§ What you are asked to do: Rewrite the lines below, from the line containing "of the bollard" through the line containing "x=324, y=358", both included, as a numbered list, leaving out any blank lines.

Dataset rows
☆ ☆ ☆ ☆ ☆

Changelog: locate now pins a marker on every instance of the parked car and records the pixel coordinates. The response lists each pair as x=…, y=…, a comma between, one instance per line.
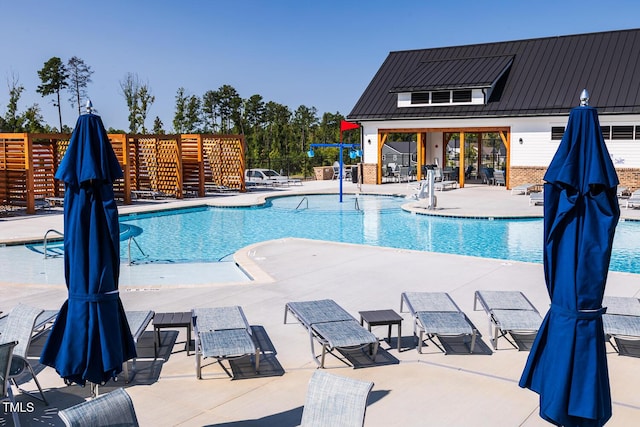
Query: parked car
x=264, y=177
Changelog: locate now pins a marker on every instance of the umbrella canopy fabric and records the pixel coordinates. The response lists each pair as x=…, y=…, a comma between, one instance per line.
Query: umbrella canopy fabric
x=91, y=338
x=567, y=365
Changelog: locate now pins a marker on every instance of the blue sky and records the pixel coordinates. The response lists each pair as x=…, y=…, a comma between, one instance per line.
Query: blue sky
x=295, y=52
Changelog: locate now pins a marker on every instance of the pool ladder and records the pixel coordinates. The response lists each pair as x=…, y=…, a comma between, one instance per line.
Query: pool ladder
x=59, y=234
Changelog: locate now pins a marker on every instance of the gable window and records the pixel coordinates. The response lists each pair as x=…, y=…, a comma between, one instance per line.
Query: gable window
x=557, y=132
x=420, y=98
x=621, y=132
x=461, y=96
x=441, y=97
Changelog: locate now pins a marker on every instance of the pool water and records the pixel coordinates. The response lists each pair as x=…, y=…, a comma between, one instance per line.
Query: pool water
x=213, y=234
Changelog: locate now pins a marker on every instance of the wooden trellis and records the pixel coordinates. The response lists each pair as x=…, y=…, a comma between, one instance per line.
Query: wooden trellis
x=174, y=165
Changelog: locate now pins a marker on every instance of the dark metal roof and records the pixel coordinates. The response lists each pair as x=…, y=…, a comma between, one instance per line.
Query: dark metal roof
x=458, y=73
x=546, y=77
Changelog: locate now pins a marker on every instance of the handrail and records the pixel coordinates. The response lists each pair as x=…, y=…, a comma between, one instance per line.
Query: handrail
x=129, y=248
x=46, y=238
x=303, y=199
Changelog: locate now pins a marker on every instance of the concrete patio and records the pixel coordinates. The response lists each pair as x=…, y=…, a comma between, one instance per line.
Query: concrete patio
x=458, y=389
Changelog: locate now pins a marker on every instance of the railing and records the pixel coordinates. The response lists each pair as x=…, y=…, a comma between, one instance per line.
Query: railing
x=304, y=199
x=46, y=239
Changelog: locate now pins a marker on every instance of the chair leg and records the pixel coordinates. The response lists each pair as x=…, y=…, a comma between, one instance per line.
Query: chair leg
x=14, y=414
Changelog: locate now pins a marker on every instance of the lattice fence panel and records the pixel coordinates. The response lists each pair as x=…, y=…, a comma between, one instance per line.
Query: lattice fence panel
x=44, y=168
x=169, y=172
x=191, y=163
x=13, y=152
x=225, y=154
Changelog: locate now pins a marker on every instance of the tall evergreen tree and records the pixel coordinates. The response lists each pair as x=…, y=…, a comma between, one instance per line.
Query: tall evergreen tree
x=79, y=77
x=54, y=78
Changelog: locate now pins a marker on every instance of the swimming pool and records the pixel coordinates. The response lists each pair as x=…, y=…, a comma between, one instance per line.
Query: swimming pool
x=213, y=234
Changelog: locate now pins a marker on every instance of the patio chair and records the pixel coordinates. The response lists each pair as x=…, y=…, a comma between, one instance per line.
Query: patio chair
x=498, y=178
x=332, y=327
x=621, y=321
x=19, y=326
x=223, y=333
x=6, y=355
x=435, y=314
x=509, y=312
x=111, y=409
x=633, y=200
x=522, y=189
x=334, y=400
x=138, y=322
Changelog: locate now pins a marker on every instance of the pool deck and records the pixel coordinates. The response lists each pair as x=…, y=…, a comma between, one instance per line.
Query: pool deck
x=458, y=389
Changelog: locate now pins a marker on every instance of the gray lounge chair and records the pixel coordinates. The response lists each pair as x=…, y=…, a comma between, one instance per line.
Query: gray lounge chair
x=138, y=322
x=19, y=326
x=223, y=333
x=621, y=321
x=435, y=314
x=111, y=409
x=334, y=400
x=523, y=188
x=6, y=355
x=509, y=312
x=332, y=327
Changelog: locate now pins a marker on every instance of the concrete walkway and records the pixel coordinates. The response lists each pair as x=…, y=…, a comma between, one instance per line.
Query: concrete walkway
x=458, y=389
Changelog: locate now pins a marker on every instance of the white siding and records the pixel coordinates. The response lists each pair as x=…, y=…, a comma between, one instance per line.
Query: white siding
x=537, y=148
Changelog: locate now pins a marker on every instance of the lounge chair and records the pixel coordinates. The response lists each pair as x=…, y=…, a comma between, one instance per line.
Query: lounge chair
x=6, y=355
x=509, y=312
x=536, y=198
x=19, y=326
x=111, y=409
x=633, y=200
x=223, y=333
x=138, y=322
x=334, y=400
x=332, y=327
x=621, y=321
x=523, y=189
x=435, y=314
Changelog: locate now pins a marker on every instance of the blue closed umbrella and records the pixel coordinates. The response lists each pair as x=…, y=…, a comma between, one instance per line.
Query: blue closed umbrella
x=91, y=338
x=567, y=365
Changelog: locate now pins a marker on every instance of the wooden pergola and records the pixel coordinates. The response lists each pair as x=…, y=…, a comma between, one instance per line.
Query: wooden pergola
x=171, y=165
x=383, y=134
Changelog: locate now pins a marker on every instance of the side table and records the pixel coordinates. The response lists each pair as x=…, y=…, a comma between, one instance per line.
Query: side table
x=173, y=320
x=381, y=318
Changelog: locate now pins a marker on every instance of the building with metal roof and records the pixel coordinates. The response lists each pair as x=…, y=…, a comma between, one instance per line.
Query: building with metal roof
x=462, y=104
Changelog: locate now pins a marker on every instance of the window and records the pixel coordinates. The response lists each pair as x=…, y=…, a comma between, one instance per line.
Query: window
x=461, y=96
x=622, y=132
x=556, y=133
x=442, y=97
x=420, y=98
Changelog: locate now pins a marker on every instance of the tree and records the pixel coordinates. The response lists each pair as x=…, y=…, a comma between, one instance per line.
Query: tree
x=79, y=76
x=32, y=120
x=187, y=116
x=146, y=99
x=130, y=89
x=157, y=126
x=54, y=78
x=12, y=120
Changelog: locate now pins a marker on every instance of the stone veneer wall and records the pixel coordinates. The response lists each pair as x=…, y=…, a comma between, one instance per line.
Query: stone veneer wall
x=369, y=173
x=628, y=177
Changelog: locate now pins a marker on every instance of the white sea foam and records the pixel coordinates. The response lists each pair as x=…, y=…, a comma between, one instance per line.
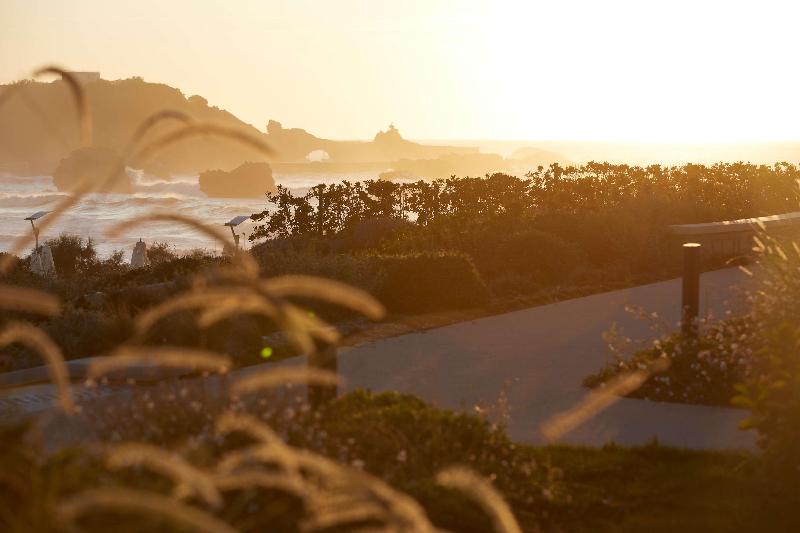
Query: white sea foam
x=21, y=196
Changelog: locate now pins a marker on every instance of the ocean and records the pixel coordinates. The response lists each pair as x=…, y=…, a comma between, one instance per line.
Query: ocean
x=20, y=197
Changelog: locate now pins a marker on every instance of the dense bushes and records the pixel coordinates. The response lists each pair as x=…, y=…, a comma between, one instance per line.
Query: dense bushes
x=404, y=283
x=429, y=282
x=705, y=370
x=687, y=194
x=541, y=256
x=772, y=390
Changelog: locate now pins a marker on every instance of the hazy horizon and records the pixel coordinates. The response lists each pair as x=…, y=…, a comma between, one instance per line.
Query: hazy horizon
x=581, y=71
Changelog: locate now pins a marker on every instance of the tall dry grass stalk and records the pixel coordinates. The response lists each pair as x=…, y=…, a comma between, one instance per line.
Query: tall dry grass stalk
x=136, y=501
x=323, y=289
x=152, y=121
x=598, y=400
x=201, y=129
x=188, y=479
x=164, y=357
x=484, y=494
x=79, y=98
x=41, y=343
x=29, y=301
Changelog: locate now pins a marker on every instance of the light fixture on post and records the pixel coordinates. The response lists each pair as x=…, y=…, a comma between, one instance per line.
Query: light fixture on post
x=232, y=223
x=36, y=216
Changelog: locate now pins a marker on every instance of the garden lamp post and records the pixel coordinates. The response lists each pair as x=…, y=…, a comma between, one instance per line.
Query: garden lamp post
x=232, y=223
x=690, y=294
x=36, y=216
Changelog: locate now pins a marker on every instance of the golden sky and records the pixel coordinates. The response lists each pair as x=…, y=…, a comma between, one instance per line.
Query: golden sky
x=443, y=69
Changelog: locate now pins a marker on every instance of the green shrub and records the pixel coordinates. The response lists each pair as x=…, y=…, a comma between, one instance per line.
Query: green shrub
x=702, y=371
x=426, y=282
x=772, y=391
x=72, y=255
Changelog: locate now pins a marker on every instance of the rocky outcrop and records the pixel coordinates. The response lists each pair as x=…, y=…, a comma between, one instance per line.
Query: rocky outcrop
x=250, y=180
x=93, y=165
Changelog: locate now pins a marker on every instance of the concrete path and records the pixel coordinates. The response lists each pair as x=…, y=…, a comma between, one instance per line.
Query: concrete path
x=540, y=355
x=537, y=357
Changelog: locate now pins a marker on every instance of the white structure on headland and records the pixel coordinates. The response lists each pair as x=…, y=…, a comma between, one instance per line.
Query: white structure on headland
x=85, y=77
x=42, y=262
x=139, y=258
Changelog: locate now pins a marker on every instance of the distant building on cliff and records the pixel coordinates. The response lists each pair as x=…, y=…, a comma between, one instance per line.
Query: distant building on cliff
x=85, y=77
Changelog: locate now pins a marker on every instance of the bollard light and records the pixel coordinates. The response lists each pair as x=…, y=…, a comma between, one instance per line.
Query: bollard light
x=690, y=295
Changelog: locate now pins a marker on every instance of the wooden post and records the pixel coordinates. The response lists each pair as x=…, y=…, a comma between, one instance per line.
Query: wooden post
x=690, y=296
x=324, y=358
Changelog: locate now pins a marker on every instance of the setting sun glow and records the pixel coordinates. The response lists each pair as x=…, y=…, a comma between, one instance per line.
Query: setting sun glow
x=580, y=70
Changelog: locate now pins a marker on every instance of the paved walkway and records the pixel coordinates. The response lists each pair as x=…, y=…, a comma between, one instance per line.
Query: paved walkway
x=537, y=357
x=540, y=356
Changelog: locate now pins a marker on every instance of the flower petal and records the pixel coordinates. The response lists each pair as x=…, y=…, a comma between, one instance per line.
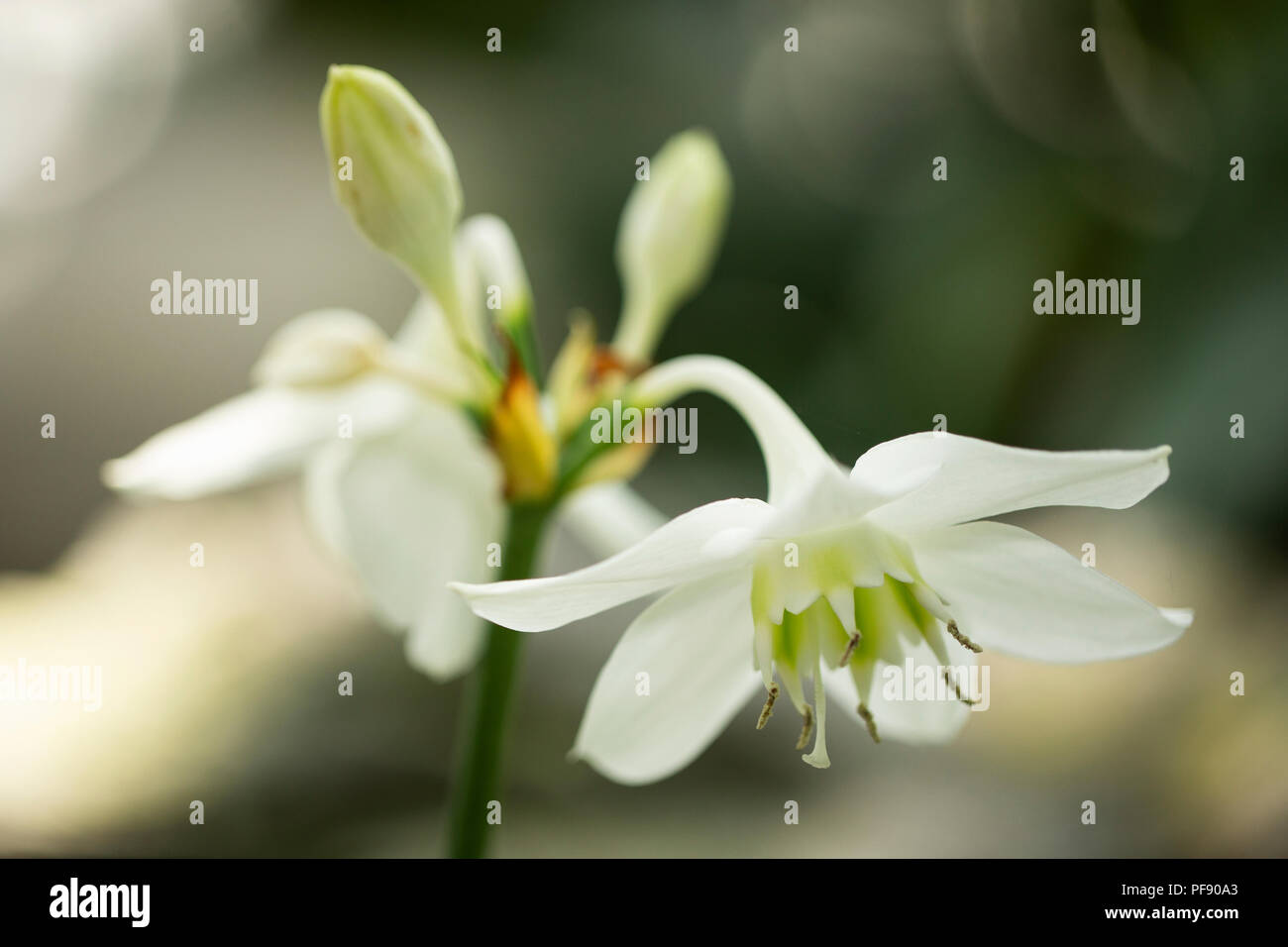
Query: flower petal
x=256, y=436
x=695, y=646
x=413, y=509
x=694, y=545
x=1014, y=591
x=609, y=517
x=966, y=478
x=793, y=457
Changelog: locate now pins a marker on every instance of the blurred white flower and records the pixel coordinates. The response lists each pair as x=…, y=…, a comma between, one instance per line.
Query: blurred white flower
x=837, y=577
x=413, y=449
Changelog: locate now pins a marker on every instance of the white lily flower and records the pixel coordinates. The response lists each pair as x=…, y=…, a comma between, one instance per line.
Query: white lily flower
x=890, y=562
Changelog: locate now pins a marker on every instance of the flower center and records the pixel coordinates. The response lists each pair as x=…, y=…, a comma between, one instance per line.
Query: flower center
x=838, y=603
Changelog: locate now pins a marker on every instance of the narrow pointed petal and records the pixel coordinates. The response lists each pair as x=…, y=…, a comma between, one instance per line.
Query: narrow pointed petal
x=794, y=459
x=263, y=433
x=695, y=545
x=694, y=646
x=415, y=509
x=1022, y=595
x=609, y=517
x=966, y=478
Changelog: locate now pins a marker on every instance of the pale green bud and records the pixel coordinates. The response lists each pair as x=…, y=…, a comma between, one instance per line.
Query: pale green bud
x=668, y=239
x=394, y=174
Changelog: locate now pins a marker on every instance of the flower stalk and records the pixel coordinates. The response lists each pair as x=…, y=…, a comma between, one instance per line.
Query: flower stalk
x=482, y=735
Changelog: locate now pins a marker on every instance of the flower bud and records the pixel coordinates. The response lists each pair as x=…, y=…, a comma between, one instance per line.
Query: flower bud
x=400, y=187
x=668, y=239
x=488, y=245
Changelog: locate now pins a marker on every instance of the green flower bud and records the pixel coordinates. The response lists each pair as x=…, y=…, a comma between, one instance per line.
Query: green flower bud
x=668, y=239
x=394, y=174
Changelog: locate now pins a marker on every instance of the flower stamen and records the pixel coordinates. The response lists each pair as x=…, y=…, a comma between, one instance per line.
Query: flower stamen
x=957, y=690
x=806, y=729
x=768, y=710
x=962, y=639
x=866, y=715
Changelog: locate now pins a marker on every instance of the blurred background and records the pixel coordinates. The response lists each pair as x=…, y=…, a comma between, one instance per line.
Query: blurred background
x=914, y=300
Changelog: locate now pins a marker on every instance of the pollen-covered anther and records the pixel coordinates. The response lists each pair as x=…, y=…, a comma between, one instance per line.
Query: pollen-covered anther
x=849, y=648
x=962, y=639
x=768, y=710
x=806, y=728
x=866, y=715
x=957, y=690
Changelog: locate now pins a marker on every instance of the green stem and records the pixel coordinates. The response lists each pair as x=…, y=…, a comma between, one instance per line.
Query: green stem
x=478, y=763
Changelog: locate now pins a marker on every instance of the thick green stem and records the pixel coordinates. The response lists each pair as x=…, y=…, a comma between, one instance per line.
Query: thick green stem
x=482, y=741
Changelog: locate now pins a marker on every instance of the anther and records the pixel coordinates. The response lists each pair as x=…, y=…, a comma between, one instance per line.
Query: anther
x=806, y=729
x=768, y=710
x=866, y=715
x=962, y=639
x=849, y=650
x=948, y=680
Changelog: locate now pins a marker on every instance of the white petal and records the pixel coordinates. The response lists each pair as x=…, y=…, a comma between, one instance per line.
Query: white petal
x=1017, y=592
x=695, y=646
x=697, y=544
x=609, y=517
x=416, y=508
x=263, y=433
x=794, y=459
x=966, y=478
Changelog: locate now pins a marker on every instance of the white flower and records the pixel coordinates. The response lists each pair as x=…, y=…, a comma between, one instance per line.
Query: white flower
x=397, y=478
x=890, y=562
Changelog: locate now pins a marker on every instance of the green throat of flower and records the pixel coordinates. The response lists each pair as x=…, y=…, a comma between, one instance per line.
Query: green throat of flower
x=809, y=616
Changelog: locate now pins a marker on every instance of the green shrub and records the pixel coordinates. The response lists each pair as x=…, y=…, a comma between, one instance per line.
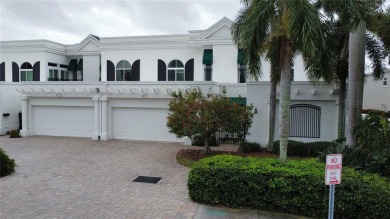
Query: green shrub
x=379, y=162
x=199, y=140
x=303, y=149
x=14, y=134
x=248, y=147
x=7, y=165
x=295, y=187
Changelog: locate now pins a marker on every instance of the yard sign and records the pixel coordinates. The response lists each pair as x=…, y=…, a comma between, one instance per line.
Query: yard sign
x=332, y=177
x=333, y=169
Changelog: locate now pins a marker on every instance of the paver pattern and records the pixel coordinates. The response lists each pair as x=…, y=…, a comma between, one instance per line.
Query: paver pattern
x=59, y=177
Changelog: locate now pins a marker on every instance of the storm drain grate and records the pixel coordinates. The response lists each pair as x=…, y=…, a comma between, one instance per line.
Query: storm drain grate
x=147, y=179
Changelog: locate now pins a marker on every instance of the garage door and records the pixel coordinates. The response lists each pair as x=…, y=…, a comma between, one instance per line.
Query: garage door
x=63, y=121
x=141, y=124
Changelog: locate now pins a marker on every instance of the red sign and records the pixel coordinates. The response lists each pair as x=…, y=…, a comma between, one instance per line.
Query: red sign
x=333, y=169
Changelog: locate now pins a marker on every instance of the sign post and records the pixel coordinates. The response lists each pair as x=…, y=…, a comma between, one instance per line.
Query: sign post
x=332, y=177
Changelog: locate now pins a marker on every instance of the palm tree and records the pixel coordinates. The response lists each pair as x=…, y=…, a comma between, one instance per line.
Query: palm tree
x=353, y=15
x=338, y=43
x=297, y=27
x=356, y=79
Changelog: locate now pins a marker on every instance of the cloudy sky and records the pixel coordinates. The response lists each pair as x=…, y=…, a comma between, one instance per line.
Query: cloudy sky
x=70, y=21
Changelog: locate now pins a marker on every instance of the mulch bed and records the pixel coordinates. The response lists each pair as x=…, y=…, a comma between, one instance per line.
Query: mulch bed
x=195, y=154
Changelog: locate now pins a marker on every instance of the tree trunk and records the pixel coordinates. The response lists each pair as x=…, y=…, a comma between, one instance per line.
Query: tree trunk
x=272, y=111
x=356, y=79
x=284, y=100
x=206, y=149
x=341, y=122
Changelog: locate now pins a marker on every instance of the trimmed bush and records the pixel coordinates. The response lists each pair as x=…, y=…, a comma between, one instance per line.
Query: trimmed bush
x=295, y=187
x=199, y=141
x=14, y=134
x=7, y=165
x=248, y=147
x=303, y=149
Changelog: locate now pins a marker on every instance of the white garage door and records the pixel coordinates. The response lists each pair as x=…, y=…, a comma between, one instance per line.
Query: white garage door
x=63, y=121
x=141, y=124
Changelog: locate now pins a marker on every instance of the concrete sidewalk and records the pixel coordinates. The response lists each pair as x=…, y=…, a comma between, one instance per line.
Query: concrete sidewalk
x=214, y=212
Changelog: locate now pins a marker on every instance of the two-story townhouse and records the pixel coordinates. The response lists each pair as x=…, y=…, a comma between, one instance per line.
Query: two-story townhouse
x=119, y=87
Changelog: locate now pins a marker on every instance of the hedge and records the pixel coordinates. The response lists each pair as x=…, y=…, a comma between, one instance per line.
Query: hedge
x=295, y=187
x=303, y=149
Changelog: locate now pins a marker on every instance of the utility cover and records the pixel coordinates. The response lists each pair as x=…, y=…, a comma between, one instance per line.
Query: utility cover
x=147, y=179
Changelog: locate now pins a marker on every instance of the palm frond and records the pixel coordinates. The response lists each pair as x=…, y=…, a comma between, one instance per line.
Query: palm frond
x=376, y=54
x=250, y=33
x=310, y=39
x=350, y=12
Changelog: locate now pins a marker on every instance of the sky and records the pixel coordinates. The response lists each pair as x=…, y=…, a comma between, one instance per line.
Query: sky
x=70, y=21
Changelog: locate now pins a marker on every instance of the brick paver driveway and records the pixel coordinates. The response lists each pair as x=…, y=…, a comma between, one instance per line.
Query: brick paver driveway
x=79, y=178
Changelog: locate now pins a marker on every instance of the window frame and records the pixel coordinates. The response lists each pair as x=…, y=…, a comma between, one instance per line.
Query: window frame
x=123, y=70
x=26, y=72
x=208, y=69
x=176, y=70
x=242, y=69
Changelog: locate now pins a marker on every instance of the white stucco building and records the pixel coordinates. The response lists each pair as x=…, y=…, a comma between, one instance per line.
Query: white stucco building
x=119, y=87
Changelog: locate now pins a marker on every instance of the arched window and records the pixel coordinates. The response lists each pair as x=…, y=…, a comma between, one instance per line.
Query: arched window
x=175, y=71
x=123, y=71
x=305, y=121
x=26, y=72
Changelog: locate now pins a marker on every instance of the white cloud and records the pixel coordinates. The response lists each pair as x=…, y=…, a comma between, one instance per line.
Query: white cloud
x=70, y=21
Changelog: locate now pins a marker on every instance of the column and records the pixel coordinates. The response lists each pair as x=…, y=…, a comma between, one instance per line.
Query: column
x=25, y=130
x=96, y=131
x=104, y=136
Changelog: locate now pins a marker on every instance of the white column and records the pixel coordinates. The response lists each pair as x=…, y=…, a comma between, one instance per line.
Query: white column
x=96, y=131
x=104, y=136
x=25, y=130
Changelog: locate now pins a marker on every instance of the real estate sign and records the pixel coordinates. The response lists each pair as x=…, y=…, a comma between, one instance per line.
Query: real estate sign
x=333, y=169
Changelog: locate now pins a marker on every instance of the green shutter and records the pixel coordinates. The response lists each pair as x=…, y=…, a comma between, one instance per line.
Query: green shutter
x=207, y=57
x=72, y=65
x=240, y=57
x=239, y=100
x=80, y=65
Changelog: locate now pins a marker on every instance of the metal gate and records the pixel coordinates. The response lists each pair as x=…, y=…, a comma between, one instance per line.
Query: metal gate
x=305, y=121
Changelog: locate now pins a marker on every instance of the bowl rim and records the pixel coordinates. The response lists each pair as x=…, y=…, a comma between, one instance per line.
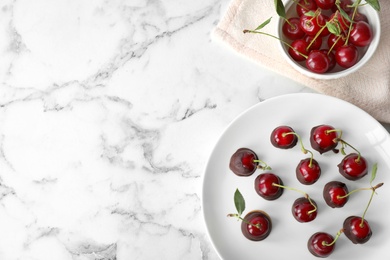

☆ ☆ ☆ ☆ ☆

§ Answer in full:
1. Changelog: locate now pins a marker on every instance of the bollard light and records the pixel coordinates. The response lists each pair as x=…, y=…, a comma between, one instance per line.
2. Query: bollard light
3. x=690, y=295
4. Changelog: locate now pins a marker on every instance of the wooden post and records the pixel coordinates. The response lists each pair as x=…, y=…, a comma between, one instance per line.
5. Query: wooden post
6. x=690, y=296
7. x=324, y=358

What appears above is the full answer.